TASK TO COMPLETE: In the post about missing Paris, copy out the passage that begins with "Speaking of sodas" and ends with "implement this technology.", replacing each "caps" with "lids".

Au Revoir, Paris

We have been home for a little while now, and there are already several things I miss about Paris. Since waking up at home on the first morning back, I have desperately missed baked goods and pastries, and the easy access to them that we had in France. I also miss the food and the wide variety of options and cuisines that were available in Paris; however, the fact that I’ve had Mexican food multiple times since coming back suggests that Paris does not have everything. 

My favorite pain au chocolat from the trip

While in Paris, I developed a slight addiction to Orangina and have also greatly missed this amazing soda since returning to the United States, so much so that I looked into buying it in America. On my next Europe trip (fingers crossed), I will definitely be coming back with a big bottle of Orangina. 

Speaking of sodas and bottles, I also find myself missing the caps that stay on the bottle when you open it. I thought this was a smart idea when we first encountered them, and after returning to the States and dropping multiple caps when opening a bottle, I still think we should implement this technology. 

My Apple Watch and I both miss the walking in Paris. Not only did I appreciate the amount of walking in Paris and reliance on public transit rather than cars (even though my feet hurt sometimes), I also really enjoyed walking somewhere that was surrounded by amazing architecture, the Seine, art, and great restaurants. It is almost impossible to be bored when walking around Paris, even in places we visited often, because there always seemed to be something else to see. 

Walking stats from one of our first days in Paris

Although the lack of AC was tragic on the first few days during the heat wave, I found it to be much more bearable throughout most of the rest of the trip. I even somewhat miss the lack of AC and have found myself complaining about how cold some buildings are in the US. Although I am certainly grateful to have AC in the humidity of Virginia’s August, I do miss having my window open to the mostly moderate temperatures of Paris in July.

DATA LINES:
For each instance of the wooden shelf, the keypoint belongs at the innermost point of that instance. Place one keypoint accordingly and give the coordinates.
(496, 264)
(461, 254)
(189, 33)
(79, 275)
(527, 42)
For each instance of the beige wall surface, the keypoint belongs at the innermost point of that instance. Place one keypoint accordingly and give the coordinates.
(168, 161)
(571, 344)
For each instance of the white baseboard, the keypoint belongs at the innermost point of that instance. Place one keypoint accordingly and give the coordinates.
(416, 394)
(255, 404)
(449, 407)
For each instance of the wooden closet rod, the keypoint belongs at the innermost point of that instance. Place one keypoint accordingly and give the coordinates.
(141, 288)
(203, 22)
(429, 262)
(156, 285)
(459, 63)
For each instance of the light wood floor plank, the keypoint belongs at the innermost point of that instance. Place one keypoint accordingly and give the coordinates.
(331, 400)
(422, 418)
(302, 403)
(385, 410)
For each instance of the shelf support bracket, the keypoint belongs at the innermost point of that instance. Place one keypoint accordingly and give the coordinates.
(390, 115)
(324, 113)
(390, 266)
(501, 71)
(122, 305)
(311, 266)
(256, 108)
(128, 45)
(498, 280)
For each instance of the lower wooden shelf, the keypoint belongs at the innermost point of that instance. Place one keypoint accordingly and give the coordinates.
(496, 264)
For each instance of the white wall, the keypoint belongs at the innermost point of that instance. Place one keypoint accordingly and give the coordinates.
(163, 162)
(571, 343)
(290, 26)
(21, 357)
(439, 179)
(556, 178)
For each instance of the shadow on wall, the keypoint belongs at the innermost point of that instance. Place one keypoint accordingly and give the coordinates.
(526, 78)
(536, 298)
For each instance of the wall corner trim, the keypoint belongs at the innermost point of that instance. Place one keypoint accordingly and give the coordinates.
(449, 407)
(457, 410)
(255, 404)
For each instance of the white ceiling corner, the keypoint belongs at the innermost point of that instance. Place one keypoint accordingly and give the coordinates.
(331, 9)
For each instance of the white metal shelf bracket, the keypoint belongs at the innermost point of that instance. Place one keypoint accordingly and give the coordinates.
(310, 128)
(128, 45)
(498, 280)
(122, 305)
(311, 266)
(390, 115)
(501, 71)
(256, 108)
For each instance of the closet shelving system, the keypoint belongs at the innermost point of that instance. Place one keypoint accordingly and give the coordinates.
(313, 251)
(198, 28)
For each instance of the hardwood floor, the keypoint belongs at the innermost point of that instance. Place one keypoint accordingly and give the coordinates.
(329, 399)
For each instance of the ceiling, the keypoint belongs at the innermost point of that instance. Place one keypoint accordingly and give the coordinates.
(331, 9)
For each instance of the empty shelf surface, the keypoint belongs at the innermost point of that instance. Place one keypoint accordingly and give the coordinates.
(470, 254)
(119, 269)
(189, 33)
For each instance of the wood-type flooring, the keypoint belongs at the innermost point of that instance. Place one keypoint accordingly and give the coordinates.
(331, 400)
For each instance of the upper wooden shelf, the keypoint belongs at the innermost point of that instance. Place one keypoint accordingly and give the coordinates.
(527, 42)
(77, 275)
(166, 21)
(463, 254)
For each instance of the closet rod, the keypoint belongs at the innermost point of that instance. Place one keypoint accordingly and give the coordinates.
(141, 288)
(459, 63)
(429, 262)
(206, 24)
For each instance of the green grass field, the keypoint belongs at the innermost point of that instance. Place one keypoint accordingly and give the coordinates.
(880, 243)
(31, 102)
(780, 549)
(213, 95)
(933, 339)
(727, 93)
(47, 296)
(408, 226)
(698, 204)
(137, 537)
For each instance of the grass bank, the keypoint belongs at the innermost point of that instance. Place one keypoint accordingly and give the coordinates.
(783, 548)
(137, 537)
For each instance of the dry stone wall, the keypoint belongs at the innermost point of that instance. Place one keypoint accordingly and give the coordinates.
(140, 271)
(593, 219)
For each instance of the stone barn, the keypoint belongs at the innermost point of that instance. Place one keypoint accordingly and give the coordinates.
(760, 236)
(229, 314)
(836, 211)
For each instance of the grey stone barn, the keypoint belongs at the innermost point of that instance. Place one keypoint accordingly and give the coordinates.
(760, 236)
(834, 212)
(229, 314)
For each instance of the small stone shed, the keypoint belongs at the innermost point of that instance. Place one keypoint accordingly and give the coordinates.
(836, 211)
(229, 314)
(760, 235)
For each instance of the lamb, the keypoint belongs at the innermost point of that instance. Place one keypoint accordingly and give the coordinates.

WRITTEN SOLUTION:
Speaking of sodas and bottles, I also find myself missing the lids that stay on the bottle when you open it. I thought this was a smart idea when we first encountered them, and after returning to the States and dropping multiple lids when opening a bottle, I still think we should implement this technology.